DATA LINES.
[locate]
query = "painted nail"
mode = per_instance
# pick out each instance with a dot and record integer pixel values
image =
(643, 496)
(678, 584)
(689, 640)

WHAT IS BEING ASKED. Return the entries above without any change, copying every line character for character.

WRITTEN ANSWER.
[locate]
query = "painted nail"
mode = per_instance
# pick out each instance with a dot and record integer pixel values
image =
(643, 496)
(678, 584)
(689, 640)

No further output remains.